(ARTÍCULO):
Algunos críticos (Beverley 160, Fornet 14) han relacionado estos movimientos
con un neoliberalismo literario latinoamericano, y su promoción desde España
vendría a reforzar la idea de que el sistema literario español ha privilegiado
nuevos modelos culturales más o menos neoliberales y sobre todo posutópicos frente
a cualquier forma de agresividad crítica en literatura, viniera del otro del
océano (por ejemplo, con autores más realistas, como Heriberto Yépez en México,
u Óscar Colchado en el Perú) o de este lado, puesto que tampoco la narrativa
española de finales de siglo ha destacado por su combatividad política, salvo
excepciones como Belén Gopegui. En ese sentido, podría percibirse una cierta
coincidencia entre esa vertiente de la literatura latinoamericana y la
literatura española desproblematizadora -“formas culturales de perfil bajo”,
según Mora (37)- de la Transición.

(INFORMACIÓN EXTRAÍDA):

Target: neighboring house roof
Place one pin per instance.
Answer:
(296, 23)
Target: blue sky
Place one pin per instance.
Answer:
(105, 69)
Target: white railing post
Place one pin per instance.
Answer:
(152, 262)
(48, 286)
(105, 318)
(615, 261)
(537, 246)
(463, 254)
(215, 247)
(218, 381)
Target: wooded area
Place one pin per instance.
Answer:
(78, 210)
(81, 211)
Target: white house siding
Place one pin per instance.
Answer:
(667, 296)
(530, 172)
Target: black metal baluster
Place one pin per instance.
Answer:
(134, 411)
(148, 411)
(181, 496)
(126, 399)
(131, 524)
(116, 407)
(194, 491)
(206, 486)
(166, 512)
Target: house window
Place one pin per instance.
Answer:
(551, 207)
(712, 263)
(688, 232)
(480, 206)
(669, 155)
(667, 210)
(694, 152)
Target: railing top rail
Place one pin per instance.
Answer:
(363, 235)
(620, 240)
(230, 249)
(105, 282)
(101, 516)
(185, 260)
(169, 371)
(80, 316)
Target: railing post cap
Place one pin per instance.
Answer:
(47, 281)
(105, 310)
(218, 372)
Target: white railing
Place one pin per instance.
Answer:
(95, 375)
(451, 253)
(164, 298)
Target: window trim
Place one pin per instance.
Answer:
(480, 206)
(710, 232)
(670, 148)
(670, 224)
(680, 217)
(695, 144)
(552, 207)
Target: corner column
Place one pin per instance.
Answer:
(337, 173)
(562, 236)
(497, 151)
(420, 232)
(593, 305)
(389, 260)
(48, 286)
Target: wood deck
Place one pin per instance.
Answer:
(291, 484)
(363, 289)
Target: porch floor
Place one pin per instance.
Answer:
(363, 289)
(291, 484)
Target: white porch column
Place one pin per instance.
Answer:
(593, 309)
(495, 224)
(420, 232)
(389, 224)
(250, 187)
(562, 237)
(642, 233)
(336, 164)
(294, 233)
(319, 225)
--
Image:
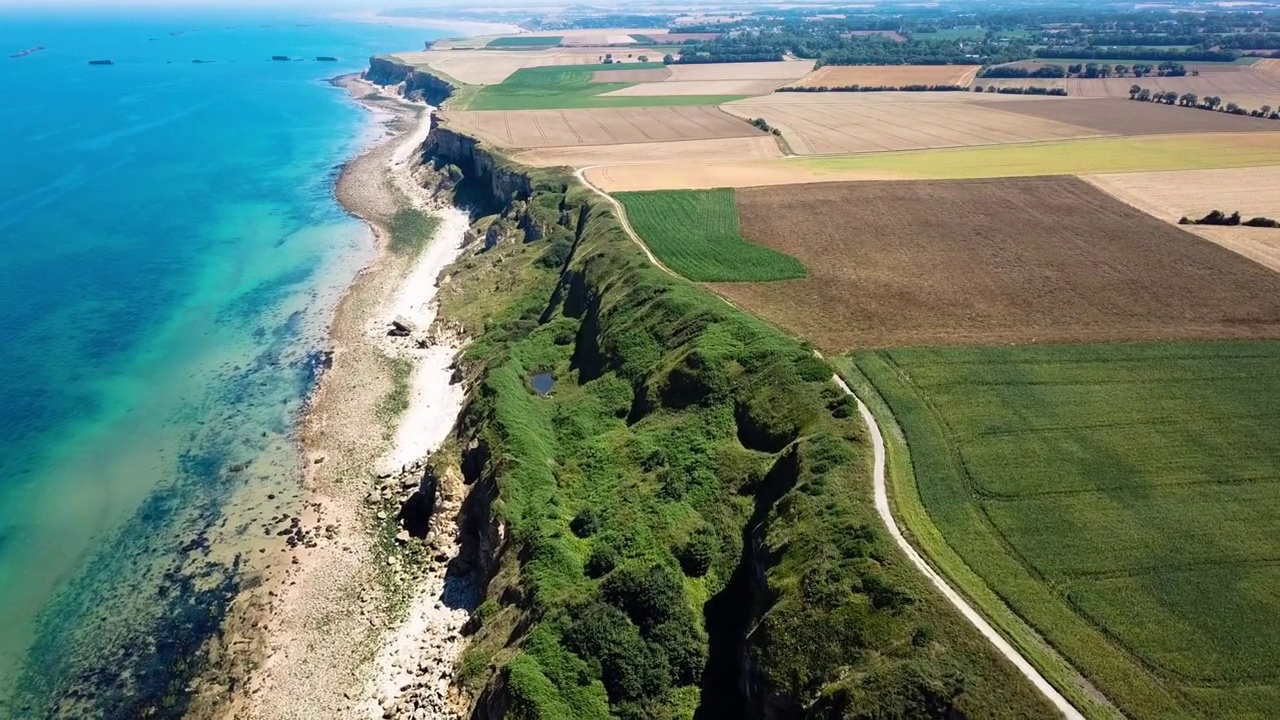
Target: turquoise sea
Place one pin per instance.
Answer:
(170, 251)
==
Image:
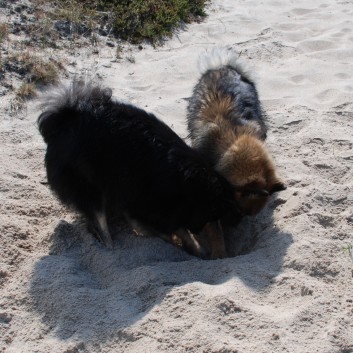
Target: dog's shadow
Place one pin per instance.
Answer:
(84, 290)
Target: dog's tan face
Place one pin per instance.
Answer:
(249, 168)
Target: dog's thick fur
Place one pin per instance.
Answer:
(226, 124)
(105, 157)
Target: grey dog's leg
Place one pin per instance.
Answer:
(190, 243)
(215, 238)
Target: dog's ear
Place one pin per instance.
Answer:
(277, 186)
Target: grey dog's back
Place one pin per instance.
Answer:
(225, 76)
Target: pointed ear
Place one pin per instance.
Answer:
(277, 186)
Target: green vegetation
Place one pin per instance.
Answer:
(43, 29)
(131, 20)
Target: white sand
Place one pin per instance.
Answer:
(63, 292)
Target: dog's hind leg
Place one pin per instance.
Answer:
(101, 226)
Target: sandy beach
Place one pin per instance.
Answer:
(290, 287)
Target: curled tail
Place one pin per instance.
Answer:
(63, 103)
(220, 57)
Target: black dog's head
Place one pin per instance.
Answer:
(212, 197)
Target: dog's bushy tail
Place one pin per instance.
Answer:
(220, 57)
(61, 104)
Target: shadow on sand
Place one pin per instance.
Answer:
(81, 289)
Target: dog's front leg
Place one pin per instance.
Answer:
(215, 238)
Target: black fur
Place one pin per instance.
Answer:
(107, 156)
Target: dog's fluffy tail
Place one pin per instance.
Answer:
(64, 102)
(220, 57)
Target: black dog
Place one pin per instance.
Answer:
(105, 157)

(OBJETIVO 1): Enumera los críticos que cita el artículo, junto con el número de página que se da para cada uno.
(OBJETIVO 2): Resume de forma más breve el párrafo del artículo que empieza con "Algunos críticos (Beverley 160, Fornet 14)" y conserva sus datos principales.

(RESPUESTA 1): Beverley (160), Fornet (14) y Mora (37).

(RESPUESTA 2): Algunos críticos (Beverley, Fornet) vinculan estos movimientos con un neoliberalismo literario latinoamericano. Su promoción desde España reforzaría la idea de que el sistema literario español ha preferido modelos culturales más o menos neoliberales y posutópicos frente a la literatura críticamente agresiva. Esto vale tanto para la de América, con autores realistas como Heriberto Yépez en México u Óscar Colchado en el Perú, como para la española, cuya narrativa de fin de siglo tampoco ha destacado por su combatividad política, salvo excepciones como Belén Gopegui. Así, esa vertiente latinoamericana coincidiría con la literatura desproblematizadora de la Transición, las "formas culturales de perfil bajo" según Mora.